Hands-on stuff? Have at it! McCarthy’s kids practice (and get graded on) braiding, clipping and doing up bandages, leg wraps and galloping boots. They also go on a mounted scavenger hunt searching for certain leaves, grains and grasses around the farm. Raintree’s kids examine old hooves. They ride in the golf cart with two buckets of water to understand the principles of safe trailering, do saddle-fitting with baby powder and make natural fly spray out of vinegar, Avon Skin So Soft and eucalyptus oil. They mold saddle soap out of glycerine (and then use it to clean tack). And of course, they learn to groom, tack up and untack.
When There’s Nothin’ To Do
Raintree jump-starts creativity with 40 storage tubs filled with arts and crafts projects from stitching and stuffing tiny felt horses to the tried and true braiding of lanyards. “We have stacks of lyrics so we can sing camp and horse songs,” Sachey explains. “A huntsman brings hounds and we go out and hunt them on foot. We have dog agility demonstrations where the kids run the dogs through the course. We have a dressage rider do a freestyle and we have riders do hunter and jumper courses to show the kids the difference.
“We do at least one trail ride per session,” Sachey continues, “which gives us the opportunity to talk about riding up and down hills, putting on the emergency brake, keeping a safe distance, circling and so on. And occasionally we’re allowed to tour the organic farm next door, where the kids get to eat fresh-picked tomatoes and strawberries and see how horses even produce fertilizer for their food. And we grab any opportunity that comes along. Last summer we had a demonstration with one of the only zebras in the United States that can be ridden and jumped!”

• • • • •

▶ [Tasks and exercises]:
a: Duplicate the part of the horse camp passage that opens with the words containing "Hands-on stuff? Have" and closes with "up and untack.".
b: Decide whether each statement agrees with the horse camp passage, answering yes or no and quoting the deciding words: (i) Raintree's kids make fly spray from vinegar, Avon Skin So Soft and eucalyptus oil. (ii) Raintree's kids mold saddle soap out of beeswax. (iii) Raintree holds at least two trail rides per session.
c: Resume the horse camp passage from its last sentence onward.

▶ [Record list]:
• • • • •

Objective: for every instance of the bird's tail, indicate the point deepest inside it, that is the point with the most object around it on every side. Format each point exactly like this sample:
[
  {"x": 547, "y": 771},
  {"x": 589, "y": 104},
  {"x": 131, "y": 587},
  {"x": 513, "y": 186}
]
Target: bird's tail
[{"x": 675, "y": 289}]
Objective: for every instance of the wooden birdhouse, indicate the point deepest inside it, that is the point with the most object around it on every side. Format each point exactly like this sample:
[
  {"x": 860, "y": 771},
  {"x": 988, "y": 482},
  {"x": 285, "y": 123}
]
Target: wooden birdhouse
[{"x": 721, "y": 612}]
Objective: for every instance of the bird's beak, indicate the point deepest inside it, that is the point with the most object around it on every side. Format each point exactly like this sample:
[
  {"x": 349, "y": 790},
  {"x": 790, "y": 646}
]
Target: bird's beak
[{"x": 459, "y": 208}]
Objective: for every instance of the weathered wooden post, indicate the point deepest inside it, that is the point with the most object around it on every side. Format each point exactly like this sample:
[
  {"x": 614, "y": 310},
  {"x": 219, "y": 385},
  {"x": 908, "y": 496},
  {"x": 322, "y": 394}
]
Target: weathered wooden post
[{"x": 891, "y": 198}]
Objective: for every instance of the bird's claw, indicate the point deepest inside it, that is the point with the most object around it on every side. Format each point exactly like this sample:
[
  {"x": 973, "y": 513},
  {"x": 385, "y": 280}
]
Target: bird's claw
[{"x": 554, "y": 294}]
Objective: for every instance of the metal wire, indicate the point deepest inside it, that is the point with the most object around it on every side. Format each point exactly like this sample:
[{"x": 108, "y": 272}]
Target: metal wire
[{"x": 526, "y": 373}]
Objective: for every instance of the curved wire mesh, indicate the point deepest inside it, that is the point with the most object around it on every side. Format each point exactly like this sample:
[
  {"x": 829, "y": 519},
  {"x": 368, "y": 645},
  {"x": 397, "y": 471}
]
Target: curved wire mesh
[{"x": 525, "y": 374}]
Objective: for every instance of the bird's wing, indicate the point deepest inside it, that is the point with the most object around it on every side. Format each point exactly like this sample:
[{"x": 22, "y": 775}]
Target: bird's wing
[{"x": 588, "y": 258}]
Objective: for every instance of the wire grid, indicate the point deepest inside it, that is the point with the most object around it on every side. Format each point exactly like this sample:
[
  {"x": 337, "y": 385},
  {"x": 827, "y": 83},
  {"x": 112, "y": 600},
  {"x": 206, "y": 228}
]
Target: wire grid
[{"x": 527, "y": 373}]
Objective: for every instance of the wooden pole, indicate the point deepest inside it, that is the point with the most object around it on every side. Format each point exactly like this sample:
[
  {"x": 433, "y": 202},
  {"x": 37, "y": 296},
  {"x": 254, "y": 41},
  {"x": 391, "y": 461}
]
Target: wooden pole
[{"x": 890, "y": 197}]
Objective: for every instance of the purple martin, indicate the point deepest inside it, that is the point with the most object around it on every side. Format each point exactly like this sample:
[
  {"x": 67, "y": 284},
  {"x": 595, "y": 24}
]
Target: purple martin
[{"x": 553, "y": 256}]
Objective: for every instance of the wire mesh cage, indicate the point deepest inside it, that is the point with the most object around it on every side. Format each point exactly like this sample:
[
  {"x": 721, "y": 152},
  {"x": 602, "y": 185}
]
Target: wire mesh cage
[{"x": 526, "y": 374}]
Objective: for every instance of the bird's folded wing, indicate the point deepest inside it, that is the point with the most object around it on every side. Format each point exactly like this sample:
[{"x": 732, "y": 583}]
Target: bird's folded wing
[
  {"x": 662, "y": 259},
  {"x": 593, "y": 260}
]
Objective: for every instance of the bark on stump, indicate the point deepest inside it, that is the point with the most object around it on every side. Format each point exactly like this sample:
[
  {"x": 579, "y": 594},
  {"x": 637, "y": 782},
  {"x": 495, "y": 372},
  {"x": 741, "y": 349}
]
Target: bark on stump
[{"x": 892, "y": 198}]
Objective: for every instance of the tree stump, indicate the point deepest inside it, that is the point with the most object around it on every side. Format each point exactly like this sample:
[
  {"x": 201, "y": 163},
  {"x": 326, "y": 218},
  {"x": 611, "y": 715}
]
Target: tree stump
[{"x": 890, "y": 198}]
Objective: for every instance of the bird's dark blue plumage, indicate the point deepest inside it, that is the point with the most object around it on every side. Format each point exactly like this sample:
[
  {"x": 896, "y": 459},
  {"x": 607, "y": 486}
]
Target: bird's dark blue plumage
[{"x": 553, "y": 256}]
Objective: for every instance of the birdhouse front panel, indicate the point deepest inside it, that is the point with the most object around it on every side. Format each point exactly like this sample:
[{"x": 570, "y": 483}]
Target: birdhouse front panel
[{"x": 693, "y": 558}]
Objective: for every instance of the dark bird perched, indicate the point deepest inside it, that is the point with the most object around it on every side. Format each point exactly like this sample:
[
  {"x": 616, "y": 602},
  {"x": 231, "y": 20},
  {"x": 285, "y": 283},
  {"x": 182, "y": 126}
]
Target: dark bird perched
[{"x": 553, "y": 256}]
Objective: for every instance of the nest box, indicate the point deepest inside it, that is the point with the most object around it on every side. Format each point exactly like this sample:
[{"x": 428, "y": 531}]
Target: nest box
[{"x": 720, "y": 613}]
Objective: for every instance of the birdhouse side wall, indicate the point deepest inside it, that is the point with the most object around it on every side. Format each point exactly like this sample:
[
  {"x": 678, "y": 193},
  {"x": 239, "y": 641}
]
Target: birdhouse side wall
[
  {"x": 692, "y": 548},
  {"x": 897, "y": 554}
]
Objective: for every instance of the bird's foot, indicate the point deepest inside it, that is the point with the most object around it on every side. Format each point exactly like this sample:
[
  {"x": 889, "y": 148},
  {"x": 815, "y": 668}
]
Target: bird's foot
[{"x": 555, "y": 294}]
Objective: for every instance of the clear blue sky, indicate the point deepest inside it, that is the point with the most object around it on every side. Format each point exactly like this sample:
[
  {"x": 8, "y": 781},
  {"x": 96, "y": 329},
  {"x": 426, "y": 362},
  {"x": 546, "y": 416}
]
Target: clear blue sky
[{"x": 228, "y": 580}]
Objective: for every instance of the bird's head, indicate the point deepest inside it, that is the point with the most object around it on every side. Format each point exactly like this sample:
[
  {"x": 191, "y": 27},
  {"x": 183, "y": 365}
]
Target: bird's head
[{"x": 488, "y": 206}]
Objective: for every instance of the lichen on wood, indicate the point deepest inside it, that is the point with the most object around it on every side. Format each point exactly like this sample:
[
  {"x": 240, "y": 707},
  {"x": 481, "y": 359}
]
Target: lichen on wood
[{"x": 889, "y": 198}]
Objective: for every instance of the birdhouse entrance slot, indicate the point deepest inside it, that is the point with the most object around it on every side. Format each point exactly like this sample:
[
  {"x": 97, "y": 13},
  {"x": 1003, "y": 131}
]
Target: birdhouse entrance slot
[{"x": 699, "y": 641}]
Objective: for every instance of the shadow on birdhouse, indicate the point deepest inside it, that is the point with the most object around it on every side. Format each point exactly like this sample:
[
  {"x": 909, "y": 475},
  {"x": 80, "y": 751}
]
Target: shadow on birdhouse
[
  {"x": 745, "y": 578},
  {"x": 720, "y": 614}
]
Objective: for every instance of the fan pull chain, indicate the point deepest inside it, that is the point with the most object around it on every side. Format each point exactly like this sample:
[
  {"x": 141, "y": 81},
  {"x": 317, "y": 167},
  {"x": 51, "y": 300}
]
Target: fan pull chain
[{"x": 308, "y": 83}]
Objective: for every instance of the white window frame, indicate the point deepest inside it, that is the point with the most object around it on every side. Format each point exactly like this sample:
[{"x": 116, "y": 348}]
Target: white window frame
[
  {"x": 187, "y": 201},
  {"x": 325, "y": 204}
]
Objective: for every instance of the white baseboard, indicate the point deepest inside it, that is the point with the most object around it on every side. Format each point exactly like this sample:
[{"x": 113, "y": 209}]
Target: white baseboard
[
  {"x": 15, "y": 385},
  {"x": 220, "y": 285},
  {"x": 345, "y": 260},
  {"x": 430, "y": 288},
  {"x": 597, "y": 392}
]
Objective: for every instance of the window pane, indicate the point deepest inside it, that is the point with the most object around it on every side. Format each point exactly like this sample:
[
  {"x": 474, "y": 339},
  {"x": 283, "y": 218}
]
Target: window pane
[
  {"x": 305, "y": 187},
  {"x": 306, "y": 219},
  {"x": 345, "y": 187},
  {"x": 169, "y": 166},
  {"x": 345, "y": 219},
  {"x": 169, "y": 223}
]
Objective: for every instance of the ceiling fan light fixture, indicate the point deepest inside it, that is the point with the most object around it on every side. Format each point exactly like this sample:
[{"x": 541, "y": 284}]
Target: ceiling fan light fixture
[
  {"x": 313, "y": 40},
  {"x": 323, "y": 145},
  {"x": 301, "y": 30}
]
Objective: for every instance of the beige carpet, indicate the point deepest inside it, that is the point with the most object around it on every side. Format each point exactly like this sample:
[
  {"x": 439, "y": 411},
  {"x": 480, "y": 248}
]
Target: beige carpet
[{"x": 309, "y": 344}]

• • • • •

▶ [Responses for each task]:
a:
Hands-on stuff? Have at it! McCarthy’s kids practice (and get graded on) braiding, clipping and doing up bandages, leg wraps and galloping boots. They also go on a mounted scavenger hunt searching for certain leaves, grains and grasses around the farm. Raintree’s kids examine old hooves. They ride in the golf cart with two buckets of water to understand the principles of safe trailering, do saddle-fitting with baby powder and make natural fly spray out of vinegar, Avon Skin So Soft and eucalyptus oil. They mold saddle soap out of glycerine (and then use it to clean tack). And of course, they learn to groom, tack up and untack.

b:
(i) Yes: "make natural fly spray out of vinegar, Avon Skin So Soft and eucalyptus oil"
(ii) No: "They mold saddle soap out of glycerine"
(iii) No: "We do at least one trail ride per session"

c:
At Hoopdance Hollow Farm, the kids love a board game created by Kenneth Torres’ assistant instructor. “The idea is to finish a cross-country course first by rolling dice and moving pegs. You may land on a square that says, ‘Take a shortcut—you’ve chosen the more difficult option’ or ‘Your horse refuses, move back three squares.’ ”
And activities can be startlingly simple. At Raintree, Alcantar unrolls butcher paper on picnic tables, distributes felt-tipped pens and the kids “Draw and create designs and try to list the names of all the school horses. It may take them a couple of days, but they work like crazy to do it.”
The bottom line to time-managing a bunch of kids? “Never let a minute go by when there’s nothing to do,” says Sachey, “And give them plenty of opportunities to blow off steam. We have 200 acres where they can run and jump and play. We hike them up ‘Heart Attack Hill’ to the water tower and when they look down on Raintree, they feel quite empowered. We number the cross-country jumps and give them courses to run. They ride dressage tests on stick horses—even the most beginner kids can do that. Everything is fun and it always makes its way back to the horses and what we do when we’re riding them.”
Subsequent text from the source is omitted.